Please list every line in the material below that contains the word "shutter", copying each one in full.

[Excerpts from a detection dataset]
==========
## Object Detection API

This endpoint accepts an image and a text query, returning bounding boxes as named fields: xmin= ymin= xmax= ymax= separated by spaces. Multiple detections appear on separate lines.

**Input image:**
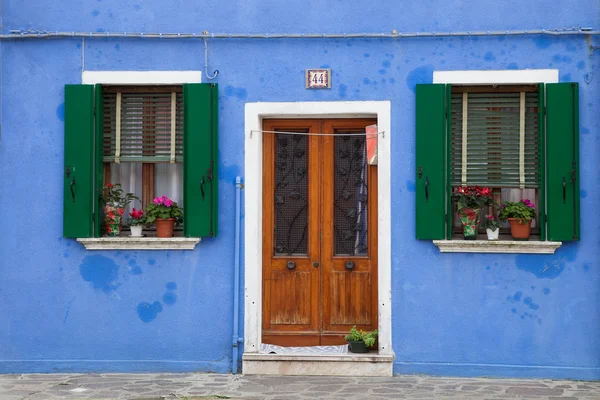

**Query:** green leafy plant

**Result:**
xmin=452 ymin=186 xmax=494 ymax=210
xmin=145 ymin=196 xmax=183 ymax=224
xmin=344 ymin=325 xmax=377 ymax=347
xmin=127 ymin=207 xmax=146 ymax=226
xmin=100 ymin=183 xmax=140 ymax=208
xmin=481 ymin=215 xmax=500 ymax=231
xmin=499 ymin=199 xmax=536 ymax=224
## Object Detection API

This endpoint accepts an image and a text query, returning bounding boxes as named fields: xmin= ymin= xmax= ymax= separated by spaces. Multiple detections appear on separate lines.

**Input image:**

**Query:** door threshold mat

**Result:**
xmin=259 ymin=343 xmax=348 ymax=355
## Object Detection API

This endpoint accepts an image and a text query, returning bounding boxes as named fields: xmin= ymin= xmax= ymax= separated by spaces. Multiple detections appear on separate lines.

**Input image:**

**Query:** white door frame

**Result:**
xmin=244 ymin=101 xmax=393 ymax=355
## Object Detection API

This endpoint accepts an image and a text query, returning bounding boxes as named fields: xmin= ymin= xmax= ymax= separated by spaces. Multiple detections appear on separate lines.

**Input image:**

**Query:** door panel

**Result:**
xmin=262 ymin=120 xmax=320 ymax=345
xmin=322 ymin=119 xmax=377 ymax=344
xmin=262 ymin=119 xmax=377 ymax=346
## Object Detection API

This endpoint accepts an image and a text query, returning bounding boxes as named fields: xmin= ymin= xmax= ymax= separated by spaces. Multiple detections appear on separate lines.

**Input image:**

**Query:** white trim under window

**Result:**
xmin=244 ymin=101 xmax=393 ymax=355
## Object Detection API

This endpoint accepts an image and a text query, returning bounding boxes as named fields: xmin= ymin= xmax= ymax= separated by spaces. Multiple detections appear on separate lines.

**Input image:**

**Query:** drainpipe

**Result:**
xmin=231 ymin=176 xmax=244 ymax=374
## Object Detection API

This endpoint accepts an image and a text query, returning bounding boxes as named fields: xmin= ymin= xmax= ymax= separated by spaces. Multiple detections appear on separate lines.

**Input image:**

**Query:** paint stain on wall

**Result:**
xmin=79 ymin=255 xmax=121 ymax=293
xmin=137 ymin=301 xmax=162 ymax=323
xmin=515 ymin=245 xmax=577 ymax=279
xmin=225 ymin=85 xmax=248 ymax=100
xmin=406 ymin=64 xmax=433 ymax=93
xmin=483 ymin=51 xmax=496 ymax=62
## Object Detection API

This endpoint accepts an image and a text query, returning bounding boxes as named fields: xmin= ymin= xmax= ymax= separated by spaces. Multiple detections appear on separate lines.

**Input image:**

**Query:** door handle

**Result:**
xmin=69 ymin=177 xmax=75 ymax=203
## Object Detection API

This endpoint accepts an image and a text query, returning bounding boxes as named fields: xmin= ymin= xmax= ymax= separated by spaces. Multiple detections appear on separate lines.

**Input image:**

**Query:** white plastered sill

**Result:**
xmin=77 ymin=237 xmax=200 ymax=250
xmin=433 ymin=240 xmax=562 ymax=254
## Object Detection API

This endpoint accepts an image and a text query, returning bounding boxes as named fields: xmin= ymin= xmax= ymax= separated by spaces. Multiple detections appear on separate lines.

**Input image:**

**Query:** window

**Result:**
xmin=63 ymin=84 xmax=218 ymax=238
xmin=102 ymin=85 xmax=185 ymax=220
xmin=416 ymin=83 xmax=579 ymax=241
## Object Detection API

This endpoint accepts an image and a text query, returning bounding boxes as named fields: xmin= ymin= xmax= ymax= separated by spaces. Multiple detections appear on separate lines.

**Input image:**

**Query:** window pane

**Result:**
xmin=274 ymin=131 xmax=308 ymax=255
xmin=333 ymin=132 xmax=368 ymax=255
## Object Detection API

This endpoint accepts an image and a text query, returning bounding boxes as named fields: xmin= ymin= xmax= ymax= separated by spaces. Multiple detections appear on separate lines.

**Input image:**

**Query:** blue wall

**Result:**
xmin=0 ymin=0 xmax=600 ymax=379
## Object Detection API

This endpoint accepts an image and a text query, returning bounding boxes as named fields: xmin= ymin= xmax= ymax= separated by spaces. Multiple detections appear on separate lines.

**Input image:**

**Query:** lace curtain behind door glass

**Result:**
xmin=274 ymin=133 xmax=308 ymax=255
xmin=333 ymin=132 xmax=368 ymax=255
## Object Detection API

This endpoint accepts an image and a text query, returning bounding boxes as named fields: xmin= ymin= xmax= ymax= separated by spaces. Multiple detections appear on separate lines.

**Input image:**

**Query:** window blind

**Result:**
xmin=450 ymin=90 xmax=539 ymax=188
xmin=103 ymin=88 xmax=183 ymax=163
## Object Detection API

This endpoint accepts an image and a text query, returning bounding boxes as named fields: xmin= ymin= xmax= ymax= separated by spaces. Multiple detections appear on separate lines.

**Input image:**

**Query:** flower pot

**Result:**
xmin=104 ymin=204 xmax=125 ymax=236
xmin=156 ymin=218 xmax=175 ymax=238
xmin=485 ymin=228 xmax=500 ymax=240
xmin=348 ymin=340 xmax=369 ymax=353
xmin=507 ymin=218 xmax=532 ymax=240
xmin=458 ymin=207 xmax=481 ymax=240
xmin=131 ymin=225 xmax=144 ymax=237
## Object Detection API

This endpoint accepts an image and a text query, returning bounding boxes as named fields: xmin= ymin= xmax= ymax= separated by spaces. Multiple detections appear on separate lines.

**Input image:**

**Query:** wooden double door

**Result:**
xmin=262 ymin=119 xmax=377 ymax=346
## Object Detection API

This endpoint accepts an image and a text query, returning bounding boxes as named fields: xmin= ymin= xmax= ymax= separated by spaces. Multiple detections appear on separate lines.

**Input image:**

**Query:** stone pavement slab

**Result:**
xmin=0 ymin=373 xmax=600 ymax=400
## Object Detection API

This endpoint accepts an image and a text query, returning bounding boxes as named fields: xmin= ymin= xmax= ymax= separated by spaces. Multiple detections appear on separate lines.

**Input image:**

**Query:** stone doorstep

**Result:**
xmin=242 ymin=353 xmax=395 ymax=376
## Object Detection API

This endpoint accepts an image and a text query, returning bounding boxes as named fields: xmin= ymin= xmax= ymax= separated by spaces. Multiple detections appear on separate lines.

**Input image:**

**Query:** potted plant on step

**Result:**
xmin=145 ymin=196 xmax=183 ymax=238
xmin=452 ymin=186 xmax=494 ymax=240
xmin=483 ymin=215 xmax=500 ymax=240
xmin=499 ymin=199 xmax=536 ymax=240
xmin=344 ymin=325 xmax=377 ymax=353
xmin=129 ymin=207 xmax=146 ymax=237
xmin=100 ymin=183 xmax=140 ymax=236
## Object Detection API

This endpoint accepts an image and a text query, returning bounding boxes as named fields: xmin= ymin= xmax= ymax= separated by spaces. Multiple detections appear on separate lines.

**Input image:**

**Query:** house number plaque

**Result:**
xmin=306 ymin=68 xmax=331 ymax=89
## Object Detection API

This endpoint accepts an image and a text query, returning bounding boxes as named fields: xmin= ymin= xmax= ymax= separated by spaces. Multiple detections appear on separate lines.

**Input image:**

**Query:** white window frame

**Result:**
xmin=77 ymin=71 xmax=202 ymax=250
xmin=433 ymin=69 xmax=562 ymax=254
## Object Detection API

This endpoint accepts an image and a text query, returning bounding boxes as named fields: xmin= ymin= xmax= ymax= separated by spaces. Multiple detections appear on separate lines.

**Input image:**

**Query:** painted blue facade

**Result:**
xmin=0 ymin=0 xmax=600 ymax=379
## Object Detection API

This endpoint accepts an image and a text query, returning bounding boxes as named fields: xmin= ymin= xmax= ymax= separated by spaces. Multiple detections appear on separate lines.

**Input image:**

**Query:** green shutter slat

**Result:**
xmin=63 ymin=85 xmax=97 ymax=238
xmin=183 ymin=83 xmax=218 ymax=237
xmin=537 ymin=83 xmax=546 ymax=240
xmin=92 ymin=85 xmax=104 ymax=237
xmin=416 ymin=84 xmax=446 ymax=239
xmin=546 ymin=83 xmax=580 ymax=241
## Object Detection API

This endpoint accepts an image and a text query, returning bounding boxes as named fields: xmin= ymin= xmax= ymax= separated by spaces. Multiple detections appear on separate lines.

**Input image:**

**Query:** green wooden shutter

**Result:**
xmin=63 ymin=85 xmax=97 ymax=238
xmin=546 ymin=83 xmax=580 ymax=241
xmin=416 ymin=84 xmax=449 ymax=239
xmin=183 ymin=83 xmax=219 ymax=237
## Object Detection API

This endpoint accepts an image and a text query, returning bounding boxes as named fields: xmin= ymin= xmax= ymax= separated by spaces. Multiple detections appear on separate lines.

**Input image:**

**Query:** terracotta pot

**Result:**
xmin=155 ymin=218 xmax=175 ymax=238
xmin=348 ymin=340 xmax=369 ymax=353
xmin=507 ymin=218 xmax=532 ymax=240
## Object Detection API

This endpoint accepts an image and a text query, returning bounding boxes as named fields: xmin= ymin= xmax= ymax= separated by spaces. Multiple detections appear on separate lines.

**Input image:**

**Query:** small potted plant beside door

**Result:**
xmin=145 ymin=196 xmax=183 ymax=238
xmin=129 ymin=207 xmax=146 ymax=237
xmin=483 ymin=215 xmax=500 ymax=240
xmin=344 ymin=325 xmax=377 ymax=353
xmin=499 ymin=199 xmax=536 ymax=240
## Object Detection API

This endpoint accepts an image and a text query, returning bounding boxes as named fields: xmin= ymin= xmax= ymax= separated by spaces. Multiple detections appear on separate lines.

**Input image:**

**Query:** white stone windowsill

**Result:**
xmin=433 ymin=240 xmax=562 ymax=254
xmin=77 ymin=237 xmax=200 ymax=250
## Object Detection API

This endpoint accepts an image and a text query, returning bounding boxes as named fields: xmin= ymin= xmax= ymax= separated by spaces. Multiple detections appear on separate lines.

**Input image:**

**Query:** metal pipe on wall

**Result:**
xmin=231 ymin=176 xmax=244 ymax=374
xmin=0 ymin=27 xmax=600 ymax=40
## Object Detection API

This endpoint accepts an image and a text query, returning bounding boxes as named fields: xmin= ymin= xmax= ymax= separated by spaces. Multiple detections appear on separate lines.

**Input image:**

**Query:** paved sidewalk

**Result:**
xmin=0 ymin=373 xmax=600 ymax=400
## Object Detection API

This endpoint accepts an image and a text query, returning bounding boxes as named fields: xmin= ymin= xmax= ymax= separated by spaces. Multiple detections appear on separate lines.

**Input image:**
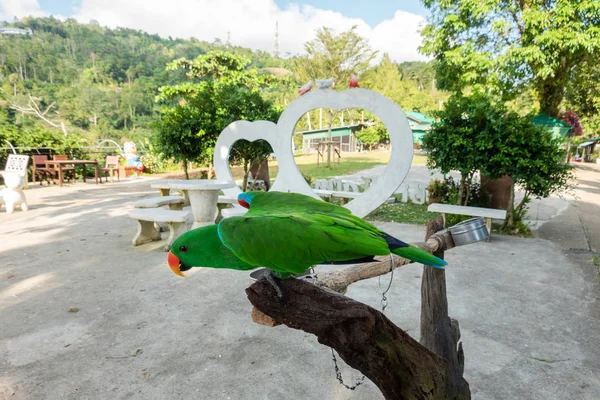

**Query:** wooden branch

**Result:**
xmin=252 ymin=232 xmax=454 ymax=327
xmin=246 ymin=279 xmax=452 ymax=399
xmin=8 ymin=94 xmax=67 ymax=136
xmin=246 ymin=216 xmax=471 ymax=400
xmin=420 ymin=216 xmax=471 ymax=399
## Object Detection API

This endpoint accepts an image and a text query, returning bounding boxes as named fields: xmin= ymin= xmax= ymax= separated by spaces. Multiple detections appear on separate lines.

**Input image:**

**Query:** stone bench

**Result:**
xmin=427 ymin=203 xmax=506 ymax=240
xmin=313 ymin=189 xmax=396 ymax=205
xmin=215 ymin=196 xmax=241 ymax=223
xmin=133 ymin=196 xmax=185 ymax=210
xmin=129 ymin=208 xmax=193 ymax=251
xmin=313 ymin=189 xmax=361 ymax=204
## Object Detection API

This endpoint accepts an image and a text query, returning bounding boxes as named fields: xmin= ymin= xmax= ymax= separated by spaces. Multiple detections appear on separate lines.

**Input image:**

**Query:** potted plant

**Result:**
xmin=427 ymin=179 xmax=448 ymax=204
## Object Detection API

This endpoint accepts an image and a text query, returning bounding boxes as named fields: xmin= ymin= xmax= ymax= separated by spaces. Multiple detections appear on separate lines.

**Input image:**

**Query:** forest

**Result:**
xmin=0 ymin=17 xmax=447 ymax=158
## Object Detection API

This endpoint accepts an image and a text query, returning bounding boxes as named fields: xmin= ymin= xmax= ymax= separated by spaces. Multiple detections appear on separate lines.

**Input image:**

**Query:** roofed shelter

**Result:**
==========
## Exercise response:
**Query:** green shutter slat
**Query:** green wooden shutter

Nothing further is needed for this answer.